Problem to solve
Copy the rows below verbatim, starting with the line that contains "Point to the suv." and ending with the line that contains "x=309 y=172", both of those lines included.

Records for this exercise
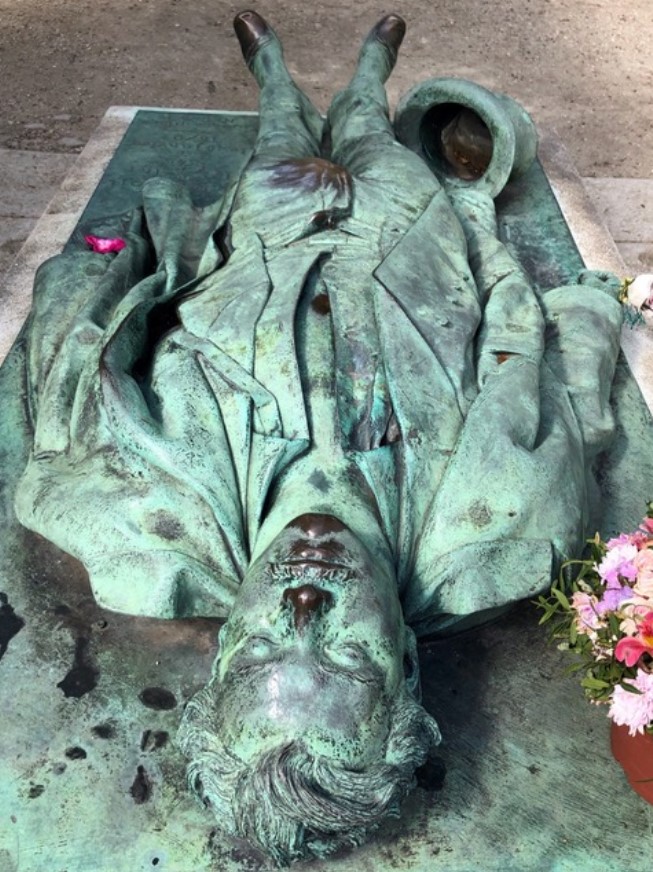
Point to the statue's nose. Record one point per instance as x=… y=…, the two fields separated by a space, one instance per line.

...

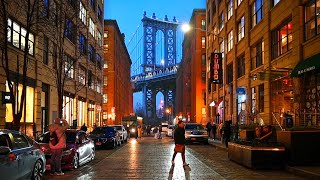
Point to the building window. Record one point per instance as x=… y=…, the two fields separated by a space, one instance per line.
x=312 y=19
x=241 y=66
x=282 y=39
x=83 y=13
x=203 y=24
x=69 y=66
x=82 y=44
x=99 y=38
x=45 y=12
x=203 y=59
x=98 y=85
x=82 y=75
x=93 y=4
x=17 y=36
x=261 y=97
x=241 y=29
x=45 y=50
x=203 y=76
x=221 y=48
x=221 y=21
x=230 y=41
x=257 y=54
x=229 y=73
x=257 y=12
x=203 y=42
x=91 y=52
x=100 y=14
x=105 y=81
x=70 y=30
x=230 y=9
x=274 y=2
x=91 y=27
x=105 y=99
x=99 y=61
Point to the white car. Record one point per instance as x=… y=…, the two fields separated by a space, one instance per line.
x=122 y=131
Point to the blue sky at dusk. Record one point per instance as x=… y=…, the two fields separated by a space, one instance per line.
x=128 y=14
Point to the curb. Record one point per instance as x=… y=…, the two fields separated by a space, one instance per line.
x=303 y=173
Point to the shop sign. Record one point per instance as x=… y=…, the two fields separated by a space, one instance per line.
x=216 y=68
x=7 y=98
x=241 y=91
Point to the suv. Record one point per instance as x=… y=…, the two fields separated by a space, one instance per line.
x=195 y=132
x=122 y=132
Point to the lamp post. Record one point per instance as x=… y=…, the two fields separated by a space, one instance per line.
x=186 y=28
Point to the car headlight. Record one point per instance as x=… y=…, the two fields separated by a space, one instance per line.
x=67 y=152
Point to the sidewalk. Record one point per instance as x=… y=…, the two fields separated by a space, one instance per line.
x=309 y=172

Response for this exercise
Point to the suv. Record one point per instance as x=… y=…, the two fields separated by a space, one instance per line.
x=195 y=132
x=122 y=132
Point to the lamp post. Record one point per instance as x=… y=…, the two fields separated by a space, one instance per line.
x=186 y=28
Point to the car headlight. Record one point per instance as x=… y=…, the two fields separated by a space, one instance per line.
x=67 y=152
Point to the sidewalk. Record one point per instance as x=… y=…, the two fields separated by a space, one instance per line.
x=309 y=172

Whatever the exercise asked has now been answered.